◆ **THE TASK**: For this exercise, return all the data exactly as it stands.

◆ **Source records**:
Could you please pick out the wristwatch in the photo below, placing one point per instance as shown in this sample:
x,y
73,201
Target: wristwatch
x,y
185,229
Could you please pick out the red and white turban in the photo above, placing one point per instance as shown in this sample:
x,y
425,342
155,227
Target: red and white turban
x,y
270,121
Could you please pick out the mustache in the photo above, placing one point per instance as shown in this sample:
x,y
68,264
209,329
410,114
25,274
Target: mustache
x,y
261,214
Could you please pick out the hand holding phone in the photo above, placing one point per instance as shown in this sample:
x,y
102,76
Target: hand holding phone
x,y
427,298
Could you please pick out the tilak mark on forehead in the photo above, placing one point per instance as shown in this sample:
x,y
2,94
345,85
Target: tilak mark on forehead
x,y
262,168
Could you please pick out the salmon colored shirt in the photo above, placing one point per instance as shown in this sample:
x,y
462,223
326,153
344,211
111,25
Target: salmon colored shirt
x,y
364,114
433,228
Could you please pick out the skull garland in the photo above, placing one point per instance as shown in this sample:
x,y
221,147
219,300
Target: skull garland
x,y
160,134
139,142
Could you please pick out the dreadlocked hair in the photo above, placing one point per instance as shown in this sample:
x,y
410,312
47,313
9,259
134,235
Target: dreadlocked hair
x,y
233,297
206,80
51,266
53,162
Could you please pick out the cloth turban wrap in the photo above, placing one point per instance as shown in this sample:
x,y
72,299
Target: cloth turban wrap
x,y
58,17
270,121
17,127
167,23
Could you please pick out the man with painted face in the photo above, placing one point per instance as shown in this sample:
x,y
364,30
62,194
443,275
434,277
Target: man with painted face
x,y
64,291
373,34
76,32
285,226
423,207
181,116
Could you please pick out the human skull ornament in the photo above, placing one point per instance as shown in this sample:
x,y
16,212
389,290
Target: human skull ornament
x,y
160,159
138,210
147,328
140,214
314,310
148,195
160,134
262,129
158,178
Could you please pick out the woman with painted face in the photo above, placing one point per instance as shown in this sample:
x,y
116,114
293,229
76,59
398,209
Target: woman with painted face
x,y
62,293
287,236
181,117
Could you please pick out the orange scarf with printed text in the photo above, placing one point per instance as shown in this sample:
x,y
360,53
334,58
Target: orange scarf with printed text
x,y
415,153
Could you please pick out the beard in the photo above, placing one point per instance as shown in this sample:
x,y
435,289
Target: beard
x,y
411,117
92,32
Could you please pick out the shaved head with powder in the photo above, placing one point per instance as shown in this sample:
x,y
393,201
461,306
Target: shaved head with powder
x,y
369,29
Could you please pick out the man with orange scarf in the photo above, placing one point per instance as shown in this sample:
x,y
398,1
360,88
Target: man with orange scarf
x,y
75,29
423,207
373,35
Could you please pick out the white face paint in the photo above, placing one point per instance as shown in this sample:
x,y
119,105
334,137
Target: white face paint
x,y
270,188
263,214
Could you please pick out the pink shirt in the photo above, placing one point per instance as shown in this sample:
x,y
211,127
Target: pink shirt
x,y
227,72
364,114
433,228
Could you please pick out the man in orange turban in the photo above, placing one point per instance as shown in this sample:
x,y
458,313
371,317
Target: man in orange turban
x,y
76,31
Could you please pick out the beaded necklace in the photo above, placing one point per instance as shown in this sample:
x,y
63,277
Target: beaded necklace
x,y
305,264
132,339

◆ **WRITTEN SOLUTION**:
Could you please pick out the wristwatch in the photo below, placing one point per instance as shown in this sample:
x,y
73,201
Target: wristwatch
x,y
185,229
Could you please pick out the red and white turban in the photo above, placing one point per instance as shown in this sample:
x,y
425,342
155,227
Target: red and white turban
x,y
270,121
Could you please pick out the mustache in the photo above, placing one point per instance as shown in this sample:
x,y
68,264
209,329
410,114
25,274
Target: mustache
x,y
261,214
Could you please pick out the hand holding phone in the photo above, placing one point per instance as shown in this sample:
x,y
102,76
Target: hand holding phone
x,y
427,298
Could you please pick out the tilak mark on forehead in the photo above, placing one point per instance as shown in this sample:
x,y
2,94
345,85
Target: tilak mark on forehead
x,y
262,168
Could you please pick out the salmon colored shirt in the photo above, placing one point per instance as shown in this sample:
x,y
462,223
326,153
344,211
111,25
Target: salmon colored shirt
x,y
364,114
433,228
Could you please pick out the skull garland in the photo above, placing one point per instance as shown in this sample:
x,y
221,147
219,300
Target: skull garland
x,y
160,134
139,142
Could you please pick out the dreadlocked hair in the photo above, placing one point per instance as shown in this sample:
x,y
410,312
47,313
9,259
134,235
Target: dreadlocked hair
x,y
233,297
206,80
51,266
53,162
Could you please pick out the cloth turban wrap in the photo above, placing one point per instance as shown in this sample:
x,y
72,299
Target: cloth turban wrap
x,y
58,17
270,121
17,127
167,23
Could you please pick out the man with painted face in the photo above, placing one point per instance as shown in this sample:
x,y
364,30
62,194
443,275
434,277
Target: man with painted face
x,y
64,291
373,34
76,32
285,226
423,207
181,116
Could you please pick out the human skull ornament in the photo above, placing one point per instance as shown in this sample:
x,y
16,212
389,290
Target: human skull ornament
x,y
160,159
138,210
147,328
140,214
314,310
148,195
160,134
262,129
158,178
Could you please pick out the woman with painted face in the photo above, placing one point per instance as shown in this sample:
x,y
116,114
293,229
76,59
398,209
Target: woman with painted face
x,y
62,293
287,236
181,117
Could you please pick out the orange scarf with printed text in the photo above, placing one point per instance as shown in this sample:
x,y
360,53
334,58
Target: orange scarf with printed text
x,y
415,153
Could you please pick out the beard in the photo above, placing one point per instance as shown in this sample:
x,y
435,289
Target: beard
x,y
411,117
92,32
Could you please pick out the shaved head with powder in the photo above, placing one point per instance as shown in this sample:
x,y
393,201
461,306
Target: shaved head with powder
x,y
369,29
Could you please pick out the man with orange scarf in the photo above, placing one point per instance as shown in this sample:
x,y
398,1
360,88
Target: man with orange scarf
x,y
75,29
423,207
373,35
Could you please pick out the white face paint in the photo above, placing one point per instance as shown in this sample:
x,y
119,105
334,137
Target: white face paint
x,y
270,188
263,214
Could you please pick out the pink shirt in the photo above, placing one point per instance as shown in this sample:
x,y
211,127
Target: pink shirt
x,y
227,72
364,114
433,228
Could you please pick out the man in orange turban in the photo above, placing one point per instance as shown in this sample:
x,y
458,313
371,317
Target: man in orange turban
x,y
76,31
Could you please pick out the beaded necklace in the photo above, placing one point per instance as shown in this sample:
x,y
63,277
Target: beaded necklace
x,y
305,264
132,339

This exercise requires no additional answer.